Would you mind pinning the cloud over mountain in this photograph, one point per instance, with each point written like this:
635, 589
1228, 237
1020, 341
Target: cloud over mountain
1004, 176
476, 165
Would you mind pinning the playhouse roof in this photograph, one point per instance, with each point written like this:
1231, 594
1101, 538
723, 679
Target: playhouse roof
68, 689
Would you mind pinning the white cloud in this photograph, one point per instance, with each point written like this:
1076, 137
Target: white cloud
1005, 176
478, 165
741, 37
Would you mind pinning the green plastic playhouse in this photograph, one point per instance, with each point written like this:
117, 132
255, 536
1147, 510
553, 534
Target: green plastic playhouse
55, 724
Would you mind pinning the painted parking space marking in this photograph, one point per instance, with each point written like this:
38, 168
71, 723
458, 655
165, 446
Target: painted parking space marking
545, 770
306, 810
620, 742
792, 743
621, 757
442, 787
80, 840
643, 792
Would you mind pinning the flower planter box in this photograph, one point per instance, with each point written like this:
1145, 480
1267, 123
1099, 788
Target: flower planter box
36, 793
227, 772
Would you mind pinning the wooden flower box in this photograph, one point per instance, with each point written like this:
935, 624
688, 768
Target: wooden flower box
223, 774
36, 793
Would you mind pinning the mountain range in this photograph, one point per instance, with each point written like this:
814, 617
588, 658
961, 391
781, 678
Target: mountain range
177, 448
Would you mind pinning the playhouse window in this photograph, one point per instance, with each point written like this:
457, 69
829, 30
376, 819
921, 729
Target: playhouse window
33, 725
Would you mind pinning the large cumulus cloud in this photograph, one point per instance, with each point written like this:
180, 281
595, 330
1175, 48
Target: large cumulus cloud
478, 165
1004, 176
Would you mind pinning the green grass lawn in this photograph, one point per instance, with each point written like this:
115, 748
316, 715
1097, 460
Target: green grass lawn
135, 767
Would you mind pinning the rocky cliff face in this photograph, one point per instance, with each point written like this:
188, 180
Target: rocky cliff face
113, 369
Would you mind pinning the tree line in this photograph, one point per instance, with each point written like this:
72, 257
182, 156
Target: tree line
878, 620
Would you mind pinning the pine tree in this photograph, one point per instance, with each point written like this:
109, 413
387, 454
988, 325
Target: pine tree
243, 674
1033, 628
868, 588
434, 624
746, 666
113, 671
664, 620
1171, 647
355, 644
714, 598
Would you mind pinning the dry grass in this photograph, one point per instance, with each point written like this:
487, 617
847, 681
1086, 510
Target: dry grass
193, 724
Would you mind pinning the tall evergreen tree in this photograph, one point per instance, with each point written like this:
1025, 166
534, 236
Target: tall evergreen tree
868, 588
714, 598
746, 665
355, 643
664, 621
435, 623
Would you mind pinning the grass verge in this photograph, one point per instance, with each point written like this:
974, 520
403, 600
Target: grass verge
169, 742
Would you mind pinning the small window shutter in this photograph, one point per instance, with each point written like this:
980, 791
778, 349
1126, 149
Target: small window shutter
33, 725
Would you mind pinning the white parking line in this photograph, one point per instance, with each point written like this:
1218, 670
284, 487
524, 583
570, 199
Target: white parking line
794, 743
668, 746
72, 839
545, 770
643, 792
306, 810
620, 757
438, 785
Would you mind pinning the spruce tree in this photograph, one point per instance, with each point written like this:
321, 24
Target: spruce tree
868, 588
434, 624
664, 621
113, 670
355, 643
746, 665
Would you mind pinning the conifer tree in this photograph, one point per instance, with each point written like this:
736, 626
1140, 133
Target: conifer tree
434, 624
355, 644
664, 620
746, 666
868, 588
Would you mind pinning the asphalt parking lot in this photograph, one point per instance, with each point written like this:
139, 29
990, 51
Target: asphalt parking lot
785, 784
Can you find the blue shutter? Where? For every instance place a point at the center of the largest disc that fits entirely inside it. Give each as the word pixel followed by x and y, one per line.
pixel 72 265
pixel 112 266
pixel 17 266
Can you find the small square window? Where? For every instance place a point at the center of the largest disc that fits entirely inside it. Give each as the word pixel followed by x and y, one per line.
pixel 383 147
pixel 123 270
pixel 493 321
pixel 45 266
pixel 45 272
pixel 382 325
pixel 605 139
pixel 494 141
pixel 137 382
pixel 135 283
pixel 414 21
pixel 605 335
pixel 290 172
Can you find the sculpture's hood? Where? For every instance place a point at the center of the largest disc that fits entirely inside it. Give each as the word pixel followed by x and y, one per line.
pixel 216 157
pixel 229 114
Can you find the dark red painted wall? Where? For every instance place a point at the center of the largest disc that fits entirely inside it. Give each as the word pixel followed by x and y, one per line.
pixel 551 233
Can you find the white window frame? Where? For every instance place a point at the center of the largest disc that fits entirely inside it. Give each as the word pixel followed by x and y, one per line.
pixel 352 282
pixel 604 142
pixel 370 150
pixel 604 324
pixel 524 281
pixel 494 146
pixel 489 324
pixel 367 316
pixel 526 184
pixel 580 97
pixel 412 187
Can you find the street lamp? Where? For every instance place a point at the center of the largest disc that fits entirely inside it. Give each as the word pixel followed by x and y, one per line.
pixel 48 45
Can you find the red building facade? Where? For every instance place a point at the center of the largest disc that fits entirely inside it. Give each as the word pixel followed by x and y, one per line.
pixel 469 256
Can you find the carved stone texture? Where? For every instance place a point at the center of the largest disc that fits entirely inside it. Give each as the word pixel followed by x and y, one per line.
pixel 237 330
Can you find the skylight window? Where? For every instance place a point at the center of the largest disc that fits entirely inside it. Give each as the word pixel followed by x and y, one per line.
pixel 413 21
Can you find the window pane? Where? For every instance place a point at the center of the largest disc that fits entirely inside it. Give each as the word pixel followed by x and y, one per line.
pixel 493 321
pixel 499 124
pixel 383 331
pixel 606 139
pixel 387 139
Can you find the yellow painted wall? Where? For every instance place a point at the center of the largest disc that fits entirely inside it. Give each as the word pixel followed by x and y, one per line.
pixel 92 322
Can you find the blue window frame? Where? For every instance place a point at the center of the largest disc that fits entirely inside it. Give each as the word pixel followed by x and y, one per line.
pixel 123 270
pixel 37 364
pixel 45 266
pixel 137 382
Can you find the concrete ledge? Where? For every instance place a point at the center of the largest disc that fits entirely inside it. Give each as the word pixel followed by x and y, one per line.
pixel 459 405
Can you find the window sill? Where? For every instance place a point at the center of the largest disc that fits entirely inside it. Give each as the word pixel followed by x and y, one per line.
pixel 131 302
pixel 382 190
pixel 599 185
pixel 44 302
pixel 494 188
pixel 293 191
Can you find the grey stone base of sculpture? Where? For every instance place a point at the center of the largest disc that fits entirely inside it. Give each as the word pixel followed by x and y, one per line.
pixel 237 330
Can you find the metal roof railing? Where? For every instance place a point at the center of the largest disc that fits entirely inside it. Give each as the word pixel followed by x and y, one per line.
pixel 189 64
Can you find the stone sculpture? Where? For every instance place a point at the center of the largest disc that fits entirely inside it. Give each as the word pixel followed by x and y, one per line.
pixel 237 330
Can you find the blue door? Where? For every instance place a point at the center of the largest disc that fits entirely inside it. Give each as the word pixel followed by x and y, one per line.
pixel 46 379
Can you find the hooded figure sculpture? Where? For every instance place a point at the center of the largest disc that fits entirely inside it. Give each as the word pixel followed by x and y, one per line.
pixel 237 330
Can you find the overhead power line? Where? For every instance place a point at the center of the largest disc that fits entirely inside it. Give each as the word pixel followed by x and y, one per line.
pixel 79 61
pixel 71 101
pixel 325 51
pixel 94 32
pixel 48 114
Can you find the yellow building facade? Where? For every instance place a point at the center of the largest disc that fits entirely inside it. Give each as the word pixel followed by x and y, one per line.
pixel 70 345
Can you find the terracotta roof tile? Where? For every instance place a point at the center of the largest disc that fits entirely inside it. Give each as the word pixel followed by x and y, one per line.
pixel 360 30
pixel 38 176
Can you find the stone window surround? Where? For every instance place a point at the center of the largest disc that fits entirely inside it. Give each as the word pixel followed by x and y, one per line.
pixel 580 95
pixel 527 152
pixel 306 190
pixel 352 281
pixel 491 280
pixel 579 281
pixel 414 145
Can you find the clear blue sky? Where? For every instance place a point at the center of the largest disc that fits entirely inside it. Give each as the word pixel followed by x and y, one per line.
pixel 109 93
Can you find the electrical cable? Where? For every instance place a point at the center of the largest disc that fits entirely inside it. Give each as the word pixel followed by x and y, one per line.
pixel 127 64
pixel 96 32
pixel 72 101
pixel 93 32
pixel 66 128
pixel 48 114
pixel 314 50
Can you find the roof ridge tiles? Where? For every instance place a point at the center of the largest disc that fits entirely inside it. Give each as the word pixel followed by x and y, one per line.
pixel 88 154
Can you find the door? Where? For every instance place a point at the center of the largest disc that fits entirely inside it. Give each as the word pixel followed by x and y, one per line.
------
◆ Challenge
Quote the data between the lines holding "Can you find the small" and "pixel 551 233", inclusive.

◆ Written response
Can you find the small square window? Where? For every instance place a point at the center of the largest disc that fits entirely inside it. Give each as the word pixel followed by x and y, one per line.
pixel 383 147
pixel 123 270
pixel 493 321
pixel 45 266
pixel 45 272
pixel 382 325
pixel 605 139
pixel 494 141
pixel 137 382
pixel 135 283
pixel 414 21
pixel 605 335
pixel 290 172
Can you find the sculpture's hood? Where? For every instance place a point at the center of the largest disc that fits entirely inside it. Give each as the word pixel followed by x and y, one per line.
pixel 216 157
pixel 229 114
Can you find the dark red painted wall? Where? For every instance place a point at the center of the largest disc that fits entirely inside it. Give each as the word pixel followed by x and y, one per line.
pixel 551 233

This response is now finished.